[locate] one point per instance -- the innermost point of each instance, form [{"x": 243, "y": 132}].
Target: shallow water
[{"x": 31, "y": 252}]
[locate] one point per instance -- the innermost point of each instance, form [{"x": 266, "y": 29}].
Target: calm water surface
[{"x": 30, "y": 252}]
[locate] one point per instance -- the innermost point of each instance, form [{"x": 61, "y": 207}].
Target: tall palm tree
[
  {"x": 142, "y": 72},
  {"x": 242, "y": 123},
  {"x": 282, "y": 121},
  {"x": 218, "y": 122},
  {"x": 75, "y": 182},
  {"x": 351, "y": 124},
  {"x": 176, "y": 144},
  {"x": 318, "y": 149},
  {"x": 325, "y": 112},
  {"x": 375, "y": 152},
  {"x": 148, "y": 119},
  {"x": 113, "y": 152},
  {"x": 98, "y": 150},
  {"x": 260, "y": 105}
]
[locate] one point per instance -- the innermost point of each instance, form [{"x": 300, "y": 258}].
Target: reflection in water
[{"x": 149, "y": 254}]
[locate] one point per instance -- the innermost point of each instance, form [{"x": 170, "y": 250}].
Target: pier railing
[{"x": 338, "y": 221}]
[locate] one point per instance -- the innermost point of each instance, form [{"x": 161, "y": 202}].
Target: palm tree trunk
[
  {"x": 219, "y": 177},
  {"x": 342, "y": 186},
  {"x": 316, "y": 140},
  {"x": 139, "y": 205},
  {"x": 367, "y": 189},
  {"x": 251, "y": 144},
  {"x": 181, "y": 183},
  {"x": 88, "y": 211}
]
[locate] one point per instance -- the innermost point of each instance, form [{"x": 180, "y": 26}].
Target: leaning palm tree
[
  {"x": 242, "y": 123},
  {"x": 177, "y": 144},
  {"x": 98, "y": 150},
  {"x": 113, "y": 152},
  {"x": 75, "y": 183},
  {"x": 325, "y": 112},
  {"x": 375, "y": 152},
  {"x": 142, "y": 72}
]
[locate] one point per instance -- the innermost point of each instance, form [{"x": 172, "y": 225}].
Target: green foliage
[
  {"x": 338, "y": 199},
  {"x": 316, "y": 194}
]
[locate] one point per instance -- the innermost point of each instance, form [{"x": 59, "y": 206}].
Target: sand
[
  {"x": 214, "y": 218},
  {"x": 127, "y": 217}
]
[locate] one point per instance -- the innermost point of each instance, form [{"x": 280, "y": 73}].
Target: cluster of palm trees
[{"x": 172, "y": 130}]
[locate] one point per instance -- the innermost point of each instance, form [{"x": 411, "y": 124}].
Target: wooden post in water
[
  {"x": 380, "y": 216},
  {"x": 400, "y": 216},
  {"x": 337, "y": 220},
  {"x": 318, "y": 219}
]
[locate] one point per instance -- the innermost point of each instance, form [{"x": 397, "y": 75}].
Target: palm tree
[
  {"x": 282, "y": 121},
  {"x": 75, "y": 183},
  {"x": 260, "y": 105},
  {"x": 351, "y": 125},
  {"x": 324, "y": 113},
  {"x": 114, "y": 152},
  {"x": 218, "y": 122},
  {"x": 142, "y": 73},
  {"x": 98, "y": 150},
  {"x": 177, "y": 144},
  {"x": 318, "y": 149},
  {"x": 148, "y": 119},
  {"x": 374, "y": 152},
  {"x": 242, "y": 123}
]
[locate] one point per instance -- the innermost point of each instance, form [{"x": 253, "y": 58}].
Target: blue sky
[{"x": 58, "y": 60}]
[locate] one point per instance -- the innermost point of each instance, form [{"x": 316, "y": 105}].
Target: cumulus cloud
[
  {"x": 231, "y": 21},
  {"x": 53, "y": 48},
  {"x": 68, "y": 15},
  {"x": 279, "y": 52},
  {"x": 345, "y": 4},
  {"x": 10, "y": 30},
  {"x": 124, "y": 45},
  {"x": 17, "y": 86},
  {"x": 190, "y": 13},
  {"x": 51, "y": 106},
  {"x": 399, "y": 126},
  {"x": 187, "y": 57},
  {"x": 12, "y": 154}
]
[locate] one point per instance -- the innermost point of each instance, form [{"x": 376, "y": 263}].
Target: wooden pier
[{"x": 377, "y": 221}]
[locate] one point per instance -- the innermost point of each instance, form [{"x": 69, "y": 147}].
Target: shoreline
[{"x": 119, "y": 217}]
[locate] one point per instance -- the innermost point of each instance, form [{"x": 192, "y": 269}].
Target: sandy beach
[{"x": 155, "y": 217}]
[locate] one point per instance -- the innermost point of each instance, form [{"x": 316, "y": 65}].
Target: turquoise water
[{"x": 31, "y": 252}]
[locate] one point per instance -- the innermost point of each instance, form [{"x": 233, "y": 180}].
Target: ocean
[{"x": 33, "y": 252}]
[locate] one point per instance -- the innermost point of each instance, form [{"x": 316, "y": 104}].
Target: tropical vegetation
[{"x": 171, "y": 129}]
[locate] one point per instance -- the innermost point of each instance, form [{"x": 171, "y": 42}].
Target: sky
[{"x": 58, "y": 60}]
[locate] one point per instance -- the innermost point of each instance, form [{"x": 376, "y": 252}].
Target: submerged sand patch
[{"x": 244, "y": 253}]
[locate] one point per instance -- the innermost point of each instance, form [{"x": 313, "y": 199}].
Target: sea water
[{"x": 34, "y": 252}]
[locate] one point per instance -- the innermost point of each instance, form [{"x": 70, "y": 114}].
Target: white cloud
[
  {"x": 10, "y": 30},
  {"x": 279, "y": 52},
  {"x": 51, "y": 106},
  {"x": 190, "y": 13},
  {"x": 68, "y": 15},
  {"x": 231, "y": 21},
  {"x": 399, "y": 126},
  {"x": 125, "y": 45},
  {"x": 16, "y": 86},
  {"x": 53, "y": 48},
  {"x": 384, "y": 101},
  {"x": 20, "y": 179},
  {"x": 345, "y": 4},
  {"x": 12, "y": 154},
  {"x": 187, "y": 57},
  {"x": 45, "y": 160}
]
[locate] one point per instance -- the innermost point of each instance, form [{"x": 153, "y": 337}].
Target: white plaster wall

---

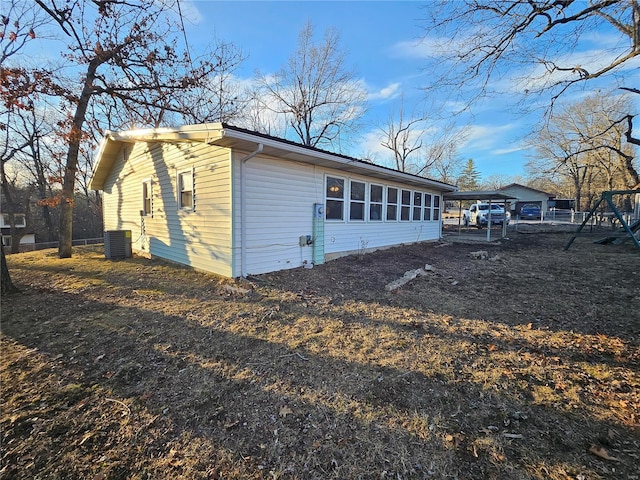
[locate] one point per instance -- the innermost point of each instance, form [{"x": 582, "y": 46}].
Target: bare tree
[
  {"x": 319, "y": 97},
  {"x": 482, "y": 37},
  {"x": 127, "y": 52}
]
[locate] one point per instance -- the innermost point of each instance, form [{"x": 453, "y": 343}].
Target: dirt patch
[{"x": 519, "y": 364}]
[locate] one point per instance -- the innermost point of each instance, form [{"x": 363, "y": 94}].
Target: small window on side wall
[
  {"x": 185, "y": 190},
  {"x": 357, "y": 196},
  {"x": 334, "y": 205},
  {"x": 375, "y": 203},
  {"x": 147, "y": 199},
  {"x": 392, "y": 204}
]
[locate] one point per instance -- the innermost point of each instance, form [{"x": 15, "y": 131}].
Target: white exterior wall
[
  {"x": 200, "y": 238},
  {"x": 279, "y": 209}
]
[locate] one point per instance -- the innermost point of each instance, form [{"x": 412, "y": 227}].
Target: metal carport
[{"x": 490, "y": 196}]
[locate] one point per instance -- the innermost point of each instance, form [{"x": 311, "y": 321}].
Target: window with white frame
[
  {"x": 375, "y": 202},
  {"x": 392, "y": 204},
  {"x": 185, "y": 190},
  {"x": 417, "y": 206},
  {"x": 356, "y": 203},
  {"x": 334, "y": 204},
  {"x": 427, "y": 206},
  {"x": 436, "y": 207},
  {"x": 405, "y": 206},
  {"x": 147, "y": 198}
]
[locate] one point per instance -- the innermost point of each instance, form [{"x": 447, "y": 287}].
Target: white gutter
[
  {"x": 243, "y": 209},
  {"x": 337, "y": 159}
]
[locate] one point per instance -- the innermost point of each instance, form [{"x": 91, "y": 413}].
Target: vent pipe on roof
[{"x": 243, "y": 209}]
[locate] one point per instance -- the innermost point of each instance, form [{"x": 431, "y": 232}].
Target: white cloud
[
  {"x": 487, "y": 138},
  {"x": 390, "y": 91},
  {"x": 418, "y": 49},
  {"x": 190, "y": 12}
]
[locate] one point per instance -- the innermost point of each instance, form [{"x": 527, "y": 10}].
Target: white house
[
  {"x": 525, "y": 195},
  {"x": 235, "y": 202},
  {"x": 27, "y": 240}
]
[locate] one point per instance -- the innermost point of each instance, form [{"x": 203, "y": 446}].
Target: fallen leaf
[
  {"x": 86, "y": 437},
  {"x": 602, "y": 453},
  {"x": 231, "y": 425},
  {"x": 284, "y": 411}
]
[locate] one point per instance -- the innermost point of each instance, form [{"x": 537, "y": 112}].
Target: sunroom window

Stated exercise: State how many lines of the records contain the word "wooden". Reply with the number only.

Solution for this task: 2